◆ **PROBLEM REQUIREMENTS**: Return each line below that contains the string "mountain", copied in full. Case counts.

◆ **TASK MATERIAL**:
-- BEGIN --

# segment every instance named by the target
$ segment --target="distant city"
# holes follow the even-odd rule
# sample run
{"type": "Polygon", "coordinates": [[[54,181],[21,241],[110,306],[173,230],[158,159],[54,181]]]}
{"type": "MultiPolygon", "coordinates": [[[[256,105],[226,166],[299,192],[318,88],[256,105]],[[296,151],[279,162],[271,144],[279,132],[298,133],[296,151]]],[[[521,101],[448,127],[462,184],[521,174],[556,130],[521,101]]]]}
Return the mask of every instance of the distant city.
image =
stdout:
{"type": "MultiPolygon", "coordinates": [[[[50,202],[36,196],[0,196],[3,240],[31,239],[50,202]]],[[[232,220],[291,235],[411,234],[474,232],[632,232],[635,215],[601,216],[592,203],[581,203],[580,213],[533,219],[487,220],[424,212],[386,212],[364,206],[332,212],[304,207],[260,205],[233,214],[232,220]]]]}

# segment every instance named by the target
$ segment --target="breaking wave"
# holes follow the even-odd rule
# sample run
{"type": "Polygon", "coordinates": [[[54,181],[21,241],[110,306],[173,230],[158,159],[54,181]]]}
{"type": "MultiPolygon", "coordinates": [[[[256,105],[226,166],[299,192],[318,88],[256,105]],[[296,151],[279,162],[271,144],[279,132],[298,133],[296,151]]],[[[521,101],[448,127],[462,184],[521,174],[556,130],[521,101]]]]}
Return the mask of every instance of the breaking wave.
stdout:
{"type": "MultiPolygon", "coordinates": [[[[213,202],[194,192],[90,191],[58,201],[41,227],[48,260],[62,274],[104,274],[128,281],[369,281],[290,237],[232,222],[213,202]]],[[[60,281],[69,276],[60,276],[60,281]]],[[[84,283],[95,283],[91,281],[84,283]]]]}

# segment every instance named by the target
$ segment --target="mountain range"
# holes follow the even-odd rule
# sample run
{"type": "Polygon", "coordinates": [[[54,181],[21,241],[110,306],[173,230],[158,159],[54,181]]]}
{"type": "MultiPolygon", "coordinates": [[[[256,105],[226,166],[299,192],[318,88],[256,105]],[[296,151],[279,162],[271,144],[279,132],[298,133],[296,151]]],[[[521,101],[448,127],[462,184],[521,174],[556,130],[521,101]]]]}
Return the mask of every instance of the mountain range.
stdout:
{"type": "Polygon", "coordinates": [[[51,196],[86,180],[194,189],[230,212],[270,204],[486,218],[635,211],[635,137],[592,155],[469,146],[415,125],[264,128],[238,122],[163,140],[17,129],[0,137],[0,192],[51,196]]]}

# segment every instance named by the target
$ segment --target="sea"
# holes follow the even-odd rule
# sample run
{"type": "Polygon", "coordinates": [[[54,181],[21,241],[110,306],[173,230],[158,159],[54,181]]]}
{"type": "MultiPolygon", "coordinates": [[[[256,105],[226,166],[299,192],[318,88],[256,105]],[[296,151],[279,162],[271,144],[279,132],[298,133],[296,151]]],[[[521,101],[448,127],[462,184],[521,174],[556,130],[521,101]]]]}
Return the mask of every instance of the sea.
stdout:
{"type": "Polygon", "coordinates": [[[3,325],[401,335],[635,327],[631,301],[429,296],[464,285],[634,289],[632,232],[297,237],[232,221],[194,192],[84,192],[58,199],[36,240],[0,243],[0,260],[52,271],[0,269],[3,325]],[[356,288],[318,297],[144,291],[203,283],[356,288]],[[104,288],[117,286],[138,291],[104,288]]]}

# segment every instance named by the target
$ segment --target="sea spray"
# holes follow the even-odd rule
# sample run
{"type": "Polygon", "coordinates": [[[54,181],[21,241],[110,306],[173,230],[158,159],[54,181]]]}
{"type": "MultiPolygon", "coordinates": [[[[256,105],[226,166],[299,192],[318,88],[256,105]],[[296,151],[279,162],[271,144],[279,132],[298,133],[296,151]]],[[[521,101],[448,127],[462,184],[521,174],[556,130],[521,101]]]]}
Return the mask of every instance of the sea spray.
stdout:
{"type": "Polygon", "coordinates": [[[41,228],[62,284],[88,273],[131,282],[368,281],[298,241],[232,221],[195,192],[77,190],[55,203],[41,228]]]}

-- END --

◆ **FULL RESPONSE**:
$ segment --target="mountain range"
Return the mask of every instance of the mountain range.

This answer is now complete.